**What the task asks:** For the records below, say how many lines contain the string "mask". Give no other text.

Top of Provided material

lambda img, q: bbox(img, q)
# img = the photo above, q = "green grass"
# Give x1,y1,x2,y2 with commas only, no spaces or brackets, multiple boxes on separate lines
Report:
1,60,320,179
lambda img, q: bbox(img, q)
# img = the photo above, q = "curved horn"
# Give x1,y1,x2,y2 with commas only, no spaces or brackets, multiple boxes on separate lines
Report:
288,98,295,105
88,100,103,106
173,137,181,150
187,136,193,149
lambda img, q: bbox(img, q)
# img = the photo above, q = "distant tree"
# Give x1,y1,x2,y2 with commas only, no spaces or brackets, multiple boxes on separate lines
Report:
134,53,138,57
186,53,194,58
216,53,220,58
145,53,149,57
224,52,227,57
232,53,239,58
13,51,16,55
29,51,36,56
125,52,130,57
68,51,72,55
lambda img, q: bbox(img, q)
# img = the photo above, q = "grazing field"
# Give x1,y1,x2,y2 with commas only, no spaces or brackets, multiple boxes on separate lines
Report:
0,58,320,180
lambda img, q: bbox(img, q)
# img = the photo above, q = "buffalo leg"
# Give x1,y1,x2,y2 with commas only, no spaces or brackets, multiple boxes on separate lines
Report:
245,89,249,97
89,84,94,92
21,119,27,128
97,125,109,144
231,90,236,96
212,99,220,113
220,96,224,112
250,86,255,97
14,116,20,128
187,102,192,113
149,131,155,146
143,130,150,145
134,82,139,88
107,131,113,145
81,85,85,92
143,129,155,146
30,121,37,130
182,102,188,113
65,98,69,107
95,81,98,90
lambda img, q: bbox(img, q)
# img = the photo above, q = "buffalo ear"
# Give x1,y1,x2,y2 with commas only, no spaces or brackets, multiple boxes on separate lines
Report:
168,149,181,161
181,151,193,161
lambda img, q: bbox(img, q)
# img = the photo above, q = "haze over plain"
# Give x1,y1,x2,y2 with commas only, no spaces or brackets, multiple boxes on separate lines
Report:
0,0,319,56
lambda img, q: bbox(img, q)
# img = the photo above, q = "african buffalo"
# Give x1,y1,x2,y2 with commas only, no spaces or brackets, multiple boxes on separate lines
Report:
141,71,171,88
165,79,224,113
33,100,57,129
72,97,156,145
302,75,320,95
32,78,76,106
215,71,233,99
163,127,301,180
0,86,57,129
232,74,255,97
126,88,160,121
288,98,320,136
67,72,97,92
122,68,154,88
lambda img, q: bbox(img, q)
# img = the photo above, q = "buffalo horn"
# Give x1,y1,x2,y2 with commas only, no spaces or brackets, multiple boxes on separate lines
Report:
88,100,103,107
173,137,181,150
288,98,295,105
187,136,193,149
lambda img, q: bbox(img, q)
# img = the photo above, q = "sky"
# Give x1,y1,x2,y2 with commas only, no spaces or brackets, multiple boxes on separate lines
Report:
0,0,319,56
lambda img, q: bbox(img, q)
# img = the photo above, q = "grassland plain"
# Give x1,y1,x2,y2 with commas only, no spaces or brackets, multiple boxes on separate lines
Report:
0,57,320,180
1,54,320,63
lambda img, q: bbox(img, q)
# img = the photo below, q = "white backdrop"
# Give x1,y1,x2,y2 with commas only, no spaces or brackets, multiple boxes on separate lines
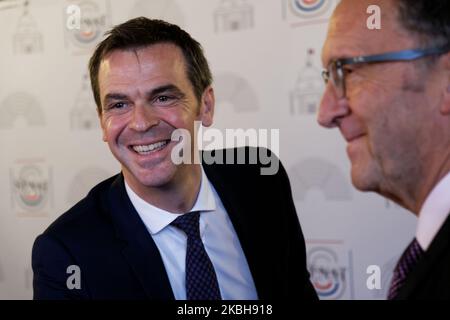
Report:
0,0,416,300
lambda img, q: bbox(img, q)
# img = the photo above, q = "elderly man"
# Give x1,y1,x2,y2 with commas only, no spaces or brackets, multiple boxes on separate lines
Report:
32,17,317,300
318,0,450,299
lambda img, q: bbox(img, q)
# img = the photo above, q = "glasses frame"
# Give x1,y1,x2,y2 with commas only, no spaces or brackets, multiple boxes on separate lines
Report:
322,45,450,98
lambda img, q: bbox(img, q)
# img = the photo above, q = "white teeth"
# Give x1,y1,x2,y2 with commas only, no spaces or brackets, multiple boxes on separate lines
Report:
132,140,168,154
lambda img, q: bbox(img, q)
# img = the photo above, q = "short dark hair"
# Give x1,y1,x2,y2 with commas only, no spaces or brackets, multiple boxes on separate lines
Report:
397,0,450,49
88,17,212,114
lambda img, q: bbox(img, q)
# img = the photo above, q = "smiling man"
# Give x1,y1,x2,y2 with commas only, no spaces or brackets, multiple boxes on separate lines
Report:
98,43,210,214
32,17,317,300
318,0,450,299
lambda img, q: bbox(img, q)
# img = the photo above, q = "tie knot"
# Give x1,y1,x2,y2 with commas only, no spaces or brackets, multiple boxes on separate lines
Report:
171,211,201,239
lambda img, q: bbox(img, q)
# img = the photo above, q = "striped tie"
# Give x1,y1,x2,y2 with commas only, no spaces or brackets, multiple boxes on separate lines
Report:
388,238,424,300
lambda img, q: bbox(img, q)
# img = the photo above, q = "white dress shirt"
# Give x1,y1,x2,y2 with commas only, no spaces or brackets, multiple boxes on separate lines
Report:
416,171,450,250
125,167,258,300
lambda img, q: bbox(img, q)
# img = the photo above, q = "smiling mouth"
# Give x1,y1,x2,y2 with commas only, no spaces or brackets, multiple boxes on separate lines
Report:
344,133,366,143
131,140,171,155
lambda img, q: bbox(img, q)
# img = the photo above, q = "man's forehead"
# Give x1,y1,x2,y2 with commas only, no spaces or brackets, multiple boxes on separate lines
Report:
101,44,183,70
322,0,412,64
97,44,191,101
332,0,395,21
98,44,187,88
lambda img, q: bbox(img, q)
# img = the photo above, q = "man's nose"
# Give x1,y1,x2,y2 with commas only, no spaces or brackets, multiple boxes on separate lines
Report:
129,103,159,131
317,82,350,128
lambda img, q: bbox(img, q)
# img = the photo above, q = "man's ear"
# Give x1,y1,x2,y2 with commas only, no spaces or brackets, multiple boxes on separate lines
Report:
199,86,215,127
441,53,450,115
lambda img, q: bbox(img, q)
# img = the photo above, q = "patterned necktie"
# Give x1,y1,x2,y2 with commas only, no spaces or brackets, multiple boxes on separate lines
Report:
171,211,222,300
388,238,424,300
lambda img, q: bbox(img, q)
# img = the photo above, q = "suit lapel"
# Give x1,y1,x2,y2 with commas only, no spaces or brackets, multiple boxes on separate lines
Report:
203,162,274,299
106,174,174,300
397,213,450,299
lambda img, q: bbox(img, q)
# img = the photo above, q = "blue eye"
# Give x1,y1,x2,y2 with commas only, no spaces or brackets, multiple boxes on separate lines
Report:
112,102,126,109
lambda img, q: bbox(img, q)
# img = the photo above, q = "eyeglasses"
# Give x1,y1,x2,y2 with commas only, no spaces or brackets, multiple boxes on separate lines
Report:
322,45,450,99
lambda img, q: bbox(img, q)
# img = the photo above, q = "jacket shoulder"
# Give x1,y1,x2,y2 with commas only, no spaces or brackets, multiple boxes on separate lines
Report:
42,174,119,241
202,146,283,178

Bottom of Provided material
Top of Provided material

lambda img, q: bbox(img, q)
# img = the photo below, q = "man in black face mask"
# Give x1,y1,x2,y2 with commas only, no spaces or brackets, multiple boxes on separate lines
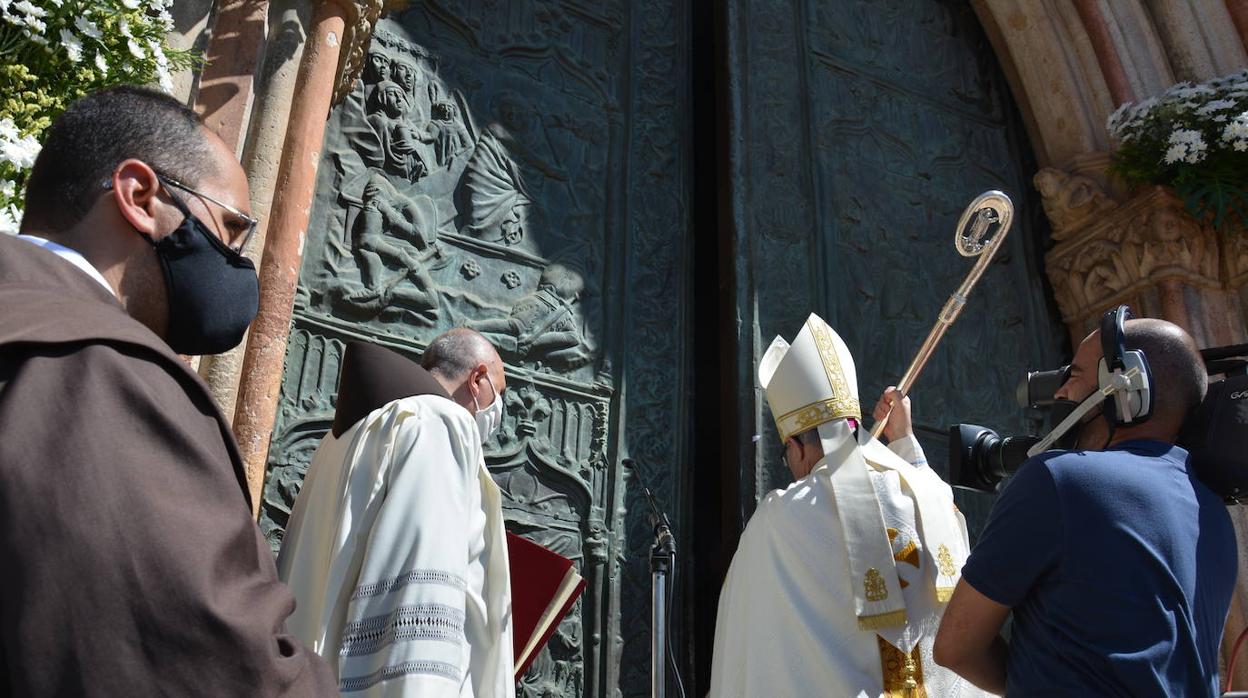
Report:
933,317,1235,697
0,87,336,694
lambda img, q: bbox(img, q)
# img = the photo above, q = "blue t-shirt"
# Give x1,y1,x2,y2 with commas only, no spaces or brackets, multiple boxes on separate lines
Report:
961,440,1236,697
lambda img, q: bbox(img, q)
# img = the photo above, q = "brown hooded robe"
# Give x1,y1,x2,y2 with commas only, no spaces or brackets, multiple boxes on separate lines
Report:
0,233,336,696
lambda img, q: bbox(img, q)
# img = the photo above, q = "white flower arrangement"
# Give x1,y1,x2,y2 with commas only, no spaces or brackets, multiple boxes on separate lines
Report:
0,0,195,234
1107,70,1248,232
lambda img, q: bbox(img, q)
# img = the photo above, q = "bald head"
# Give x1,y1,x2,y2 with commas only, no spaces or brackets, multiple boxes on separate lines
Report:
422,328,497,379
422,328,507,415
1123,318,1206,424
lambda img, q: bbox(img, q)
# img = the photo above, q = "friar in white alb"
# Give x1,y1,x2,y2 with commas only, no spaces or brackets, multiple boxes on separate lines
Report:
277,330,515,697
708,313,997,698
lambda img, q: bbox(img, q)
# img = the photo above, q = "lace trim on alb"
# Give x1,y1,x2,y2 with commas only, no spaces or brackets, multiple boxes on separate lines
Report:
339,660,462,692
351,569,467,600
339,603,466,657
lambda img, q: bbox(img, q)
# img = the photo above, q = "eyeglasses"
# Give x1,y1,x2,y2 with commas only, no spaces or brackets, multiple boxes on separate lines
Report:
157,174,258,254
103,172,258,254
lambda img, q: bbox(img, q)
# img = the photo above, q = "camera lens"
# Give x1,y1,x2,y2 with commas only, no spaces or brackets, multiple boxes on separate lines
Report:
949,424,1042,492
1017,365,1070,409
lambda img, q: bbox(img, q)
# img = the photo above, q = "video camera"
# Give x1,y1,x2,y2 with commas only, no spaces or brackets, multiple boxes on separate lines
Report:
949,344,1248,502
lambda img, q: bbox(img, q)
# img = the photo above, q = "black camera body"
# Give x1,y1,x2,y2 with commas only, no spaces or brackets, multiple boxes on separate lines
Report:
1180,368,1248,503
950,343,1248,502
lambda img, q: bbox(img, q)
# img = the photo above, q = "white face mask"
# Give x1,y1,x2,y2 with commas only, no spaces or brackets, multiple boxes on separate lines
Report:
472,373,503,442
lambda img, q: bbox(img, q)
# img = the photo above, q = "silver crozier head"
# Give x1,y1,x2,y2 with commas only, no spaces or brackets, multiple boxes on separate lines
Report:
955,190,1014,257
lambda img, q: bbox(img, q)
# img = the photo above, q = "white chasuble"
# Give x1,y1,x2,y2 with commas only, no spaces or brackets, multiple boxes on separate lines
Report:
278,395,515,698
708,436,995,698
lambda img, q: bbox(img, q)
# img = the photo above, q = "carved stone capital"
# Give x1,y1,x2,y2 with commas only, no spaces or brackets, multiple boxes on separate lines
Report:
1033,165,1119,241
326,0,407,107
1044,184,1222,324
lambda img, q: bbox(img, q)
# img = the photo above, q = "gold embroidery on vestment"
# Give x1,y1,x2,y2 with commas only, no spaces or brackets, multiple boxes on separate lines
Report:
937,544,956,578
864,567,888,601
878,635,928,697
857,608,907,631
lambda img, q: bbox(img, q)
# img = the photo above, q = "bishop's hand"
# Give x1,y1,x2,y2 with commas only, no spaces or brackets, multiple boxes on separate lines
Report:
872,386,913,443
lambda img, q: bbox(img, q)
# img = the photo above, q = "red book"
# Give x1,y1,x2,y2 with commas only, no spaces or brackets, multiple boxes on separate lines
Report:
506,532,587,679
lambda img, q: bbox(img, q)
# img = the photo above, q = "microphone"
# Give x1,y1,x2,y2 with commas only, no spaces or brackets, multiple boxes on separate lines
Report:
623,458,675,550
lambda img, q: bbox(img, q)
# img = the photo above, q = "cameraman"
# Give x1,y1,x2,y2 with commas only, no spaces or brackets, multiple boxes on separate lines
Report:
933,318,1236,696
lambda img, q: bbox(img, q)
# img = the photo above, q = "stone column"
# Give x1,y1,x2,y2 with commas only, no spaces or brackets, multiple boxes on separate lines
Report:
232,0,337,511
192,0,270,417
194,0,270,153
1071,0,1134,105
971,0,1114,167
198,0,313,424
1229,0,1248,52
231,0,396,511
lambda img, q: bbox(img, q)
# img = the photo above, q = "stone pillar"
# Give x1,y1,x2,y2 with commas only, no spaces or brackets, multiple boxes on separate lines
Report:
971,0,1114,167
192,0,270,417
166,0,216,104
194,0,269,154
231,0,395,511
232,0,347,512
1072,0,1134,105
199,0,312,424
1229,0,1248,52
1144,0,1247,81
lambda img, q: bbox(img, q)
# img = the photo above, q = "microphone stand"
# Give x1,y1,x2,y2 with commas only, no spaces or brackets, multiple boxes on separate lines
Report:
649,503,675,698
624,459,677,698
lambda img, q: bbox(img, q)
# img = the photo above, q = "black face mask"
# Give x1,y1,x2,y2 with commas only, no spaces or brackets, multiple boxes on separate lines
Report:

Bottom of Provided material

**Solution to this problem:** 3